_Page text_.
/---
These partial figures still leave uncertain total French Army casualties for the whole war. Applying a conventional ratio of say 3:1 for surviving wounded to the claimed figures for killed and died of wounds, a guess of perhaps 16,000 French Army casualties of all categories for the whole 13-month war seems safely conservative.
HAVING DESTROYED ABD EL KRIM, the French generals could turn at once to deal with a much older frustration. Their troops had now been blooded in the Moroccan hills, and the campaigning season was far from over. Before the huge temporary reinforcement of Morocco was reversed, now was the time to crush the Tache de Taza, the last stubborn pocket of truly independent tribes in the Middle Atlas.
\---
_Dataset_.
/---
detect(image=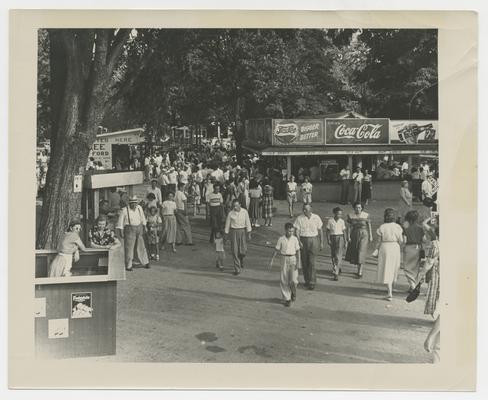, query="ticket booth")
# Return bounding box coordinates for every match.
[34,247,125,358]
[81,171,144,238]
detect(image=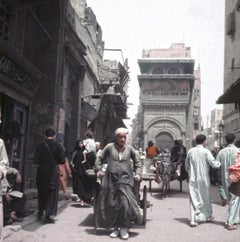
\---
_Your objective_. Copy out the passage on French Army casualties and the move against the Tache de Taza word for word, with nothing added or left out.

_Answer to the task_.
These partial figures still leave uncertain total French Army casualties for the whole war. Applying a conventional ratio of say 3:1 for surviving wounded to the claimed figures for killed and died of wounds, a guess of perhaps 16,000 French Army casualties of all categories for the whole 13-month war seems safely conservative.
HAVING DESTROYED ABD EL KRIM, the French generals could turn at once to deal with a much older frustration. Their troops had now been blooded in the Moroccan hills, and the campaigning season was far from over. Before the huge temporary reinforcement of Morocco was reversed, now was the time to crush the Tache de Taza, the last stubborn pocket of truly independent tribes in the Middle Atlas.